▸ Activity: Which lines of the entries contain the string "wall"? Please find them and copy them.

----- Extracted entries -----

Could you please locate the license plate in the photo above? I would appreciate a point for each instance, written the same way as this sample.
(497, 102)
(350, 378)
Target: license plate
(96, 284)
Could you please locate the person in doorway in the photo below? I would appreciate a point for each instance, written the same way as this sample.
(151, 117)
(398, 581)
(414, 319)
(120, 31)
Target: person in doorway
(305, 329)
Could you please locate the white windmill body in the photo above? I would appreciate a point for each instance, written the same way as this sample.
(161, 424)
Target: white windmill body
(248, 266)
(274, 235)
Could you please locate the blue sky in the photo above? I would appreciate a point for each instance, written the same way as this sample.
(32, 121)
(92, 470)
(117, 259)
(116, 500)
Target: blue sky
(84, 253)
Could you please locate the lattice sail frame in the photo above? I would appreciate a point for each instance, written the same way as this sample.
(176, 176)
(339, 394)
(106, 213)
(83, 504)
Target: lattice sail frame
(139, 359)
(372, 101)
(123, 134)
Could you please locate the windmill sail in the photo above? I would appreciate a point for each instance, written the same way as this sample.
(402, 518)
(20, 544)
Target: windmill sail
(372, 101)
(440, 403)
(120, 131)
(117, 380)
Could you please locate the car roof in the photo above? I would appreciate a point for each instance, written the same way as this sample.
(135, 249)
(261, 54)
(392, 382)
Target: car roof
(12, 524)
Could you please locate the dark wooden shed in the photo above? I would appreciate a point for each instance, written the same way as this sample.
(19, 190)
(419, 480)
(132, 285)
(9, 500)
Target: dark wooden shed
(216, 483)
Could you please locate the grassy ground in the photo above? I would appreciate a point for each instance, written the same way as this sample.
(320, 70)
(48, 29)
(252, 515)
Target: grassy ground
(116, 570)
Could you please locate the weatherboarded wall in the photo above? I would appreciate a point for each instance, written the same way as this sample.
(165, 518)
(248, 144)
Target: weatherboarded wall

-----

▸ Task response:
Could you please locate the weatherboarded wall in the photo above? I would appreciate a point for each instance, written the same way as this sample.
Target: weatherboarded wall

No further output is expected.